→ **Given request 1**
From the EKS upgrade thread, set down everything from "09:39:59 PM" down to "it’s first released." word for word.
→ **Given request 2**
In the EKS upgrade thread, which Kubernetes version does Michael Dizon say deploys fine?

→ **Text segment**
===
Jeremy G (Cloud Posse)

09:36:16 PM

No, this is something else

Jeremy G (Cloud Posse)

09:39:59 PM

@Michael Dizon Did you follow all the upgrade instructions/prerequisites at https://docs.aws.amazon.com/eks/latest/userguide/kubernetes-versions.html#kubernetes-1.26 ?

Amazon EKS Kubernetes versions - Amazon EKS

The Kubernetes project is continually integrating new features, design updates, and bug fixes. The community releases new Kubernetes minor versions, such as 1.26 . New version updates are available on average every three months. Each minor version is supported for approximately twelve months after it’s first released.

Michael Dizon

10:28:50 PM

deployed from scratch in a new environment. should note that this is in govcloud. not sure if that makes a difference

Michael Dizon

10:29:18 PM

it deploys fine with 1.25.

Michael Dizon

10:32:12 PM

here’s a bit of the log output

message”: “csinodes.storage.k8s.io "ip-10-xxx.xxx.com" is forbidden: User "systemip-10-xxx.us-gov-west-1.compute.internal" cannot get resource "csinodes" in API group "storage.k8s.io" at the cluster scope: can only access CSINode with the same name as the requesting node”, “reason”: “Forbidden”, “details”: { “name”: “ip-xxx.xxx.com”, “group”: “storage.k8s.io”, “kind”: “csinodes” }, “code”: 403 },

Jeremy G (Cloud Posse)

12:57:37 AM

https://github.com/kubernetes/kubernetes/blob/master/CHANGELOG/CHANGELOG-1.26.md#urgent-upgrade-notes

Jeremy G (Cloud Posse)
===
→ **Extracted material**

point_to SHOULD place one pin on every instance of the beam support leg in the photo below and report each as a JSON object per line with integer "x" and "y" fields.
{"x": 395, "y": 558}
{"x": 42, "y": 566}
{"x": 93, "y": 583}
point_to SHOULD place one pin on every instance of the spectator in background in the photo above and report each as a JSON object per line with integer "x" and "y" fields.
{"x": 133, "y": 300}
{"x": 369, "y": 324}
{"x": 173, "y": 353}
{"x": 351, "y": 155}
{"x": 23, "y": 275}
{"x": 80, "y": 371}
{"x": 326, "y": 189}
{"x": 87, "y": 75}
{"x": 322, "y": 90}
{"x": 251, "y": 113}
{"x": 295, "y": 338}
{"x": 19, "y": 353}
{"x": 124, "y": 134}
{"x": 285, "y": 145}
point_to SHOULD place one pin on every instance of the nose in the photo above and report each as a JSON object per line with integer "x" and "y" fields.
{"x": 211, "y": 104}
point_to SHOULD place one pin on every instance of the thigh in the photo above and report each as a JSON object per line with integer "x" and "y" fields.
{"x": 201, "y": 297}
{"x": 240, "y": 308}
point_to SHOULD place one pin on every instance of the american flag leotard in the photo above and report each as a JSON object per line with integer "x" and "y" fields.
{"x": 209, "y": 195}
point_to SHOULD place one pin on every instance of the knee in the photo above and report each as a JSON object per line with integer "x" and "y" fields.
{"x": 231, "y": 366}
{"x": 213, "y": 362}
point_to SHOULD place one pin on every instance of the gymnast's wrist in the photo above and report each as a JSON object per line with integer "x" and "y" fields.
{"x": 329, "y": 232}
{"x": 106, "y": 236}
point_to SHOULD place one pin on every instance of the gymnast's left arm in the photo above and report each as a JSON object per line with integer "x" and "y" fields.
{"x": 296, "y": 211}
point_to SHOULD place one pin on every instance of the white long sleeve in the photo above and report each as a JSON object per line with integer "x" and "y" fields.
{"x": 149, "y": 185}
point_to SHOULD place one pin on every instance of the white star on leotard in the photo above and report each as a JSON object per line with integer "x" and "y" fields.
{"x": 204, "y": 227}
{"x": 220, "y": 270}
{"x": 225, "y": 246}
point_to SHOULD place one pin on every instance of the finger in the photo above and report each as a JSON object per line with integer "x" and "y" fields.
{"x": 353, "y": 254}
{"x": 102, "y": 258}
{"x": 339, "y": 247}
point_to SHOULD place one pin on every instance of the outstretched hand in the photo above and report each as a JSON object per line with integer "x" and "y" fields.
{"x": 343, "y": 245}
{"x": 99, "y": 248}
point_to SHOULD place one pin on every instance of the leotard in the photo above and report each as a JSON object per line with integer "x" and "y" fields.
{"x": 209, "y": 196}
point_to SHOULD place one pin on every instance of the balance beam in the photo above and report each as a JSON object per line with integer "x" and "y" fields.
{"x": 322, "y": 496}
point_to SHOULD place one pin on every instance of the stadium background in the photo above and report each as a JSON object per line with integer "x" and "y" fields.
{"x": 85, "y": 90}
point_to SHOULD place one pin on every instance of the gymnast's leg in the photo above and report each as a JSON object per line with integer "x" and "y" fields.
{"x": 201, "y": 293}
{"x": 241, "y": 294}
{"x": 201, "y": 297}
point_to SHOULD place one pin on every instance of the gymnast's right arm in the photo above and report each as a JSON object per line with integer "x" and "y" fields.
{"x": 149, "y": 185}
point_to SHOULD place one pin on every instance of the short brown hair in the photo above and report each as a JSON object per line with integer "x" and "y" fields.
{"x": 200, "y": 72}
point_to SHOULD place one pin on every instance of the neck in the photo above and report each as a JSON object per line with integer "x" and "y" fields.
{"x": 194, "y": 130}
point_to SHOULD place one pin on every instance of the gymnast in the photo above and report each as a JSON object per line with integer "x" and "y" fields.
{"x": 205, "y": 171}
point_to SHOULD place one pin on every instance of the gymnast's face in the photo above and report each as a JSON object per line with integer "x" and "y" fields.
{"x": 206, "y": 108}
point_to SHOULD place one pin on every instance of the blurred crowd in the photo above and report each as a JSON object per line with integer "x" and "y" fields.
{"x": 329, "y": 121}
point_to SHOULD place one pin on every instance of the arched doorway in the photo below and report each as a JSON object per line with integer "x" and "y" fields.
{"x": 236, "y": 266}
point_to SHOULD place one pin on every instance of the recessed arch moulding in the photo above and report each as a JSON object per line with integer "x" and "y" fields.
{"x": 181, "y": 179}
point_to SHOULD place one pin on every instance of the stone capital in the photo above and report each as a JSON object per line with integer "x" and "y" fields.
===
→ **Response 1**
09:39:59 PM

@Michael Dizon Did you follow all the upgrade instructions/prerequisites at https://docs.aws.amazon.com/eks/latest/userguide/kubernetes-versions.html#kubernetes-1.26 ?

Amazon EKS Kubernetes versions - Amazon EKS

The Kubernetes project is continually integrating new features, design updates, and bug fixes. The community releases new Kubernetes minor versions, such as 1.26 . New version updates are available on average every three months. Each minor version is supported for approximately twelve months after it’s first released.

→ **Response 2**
Version 1.25.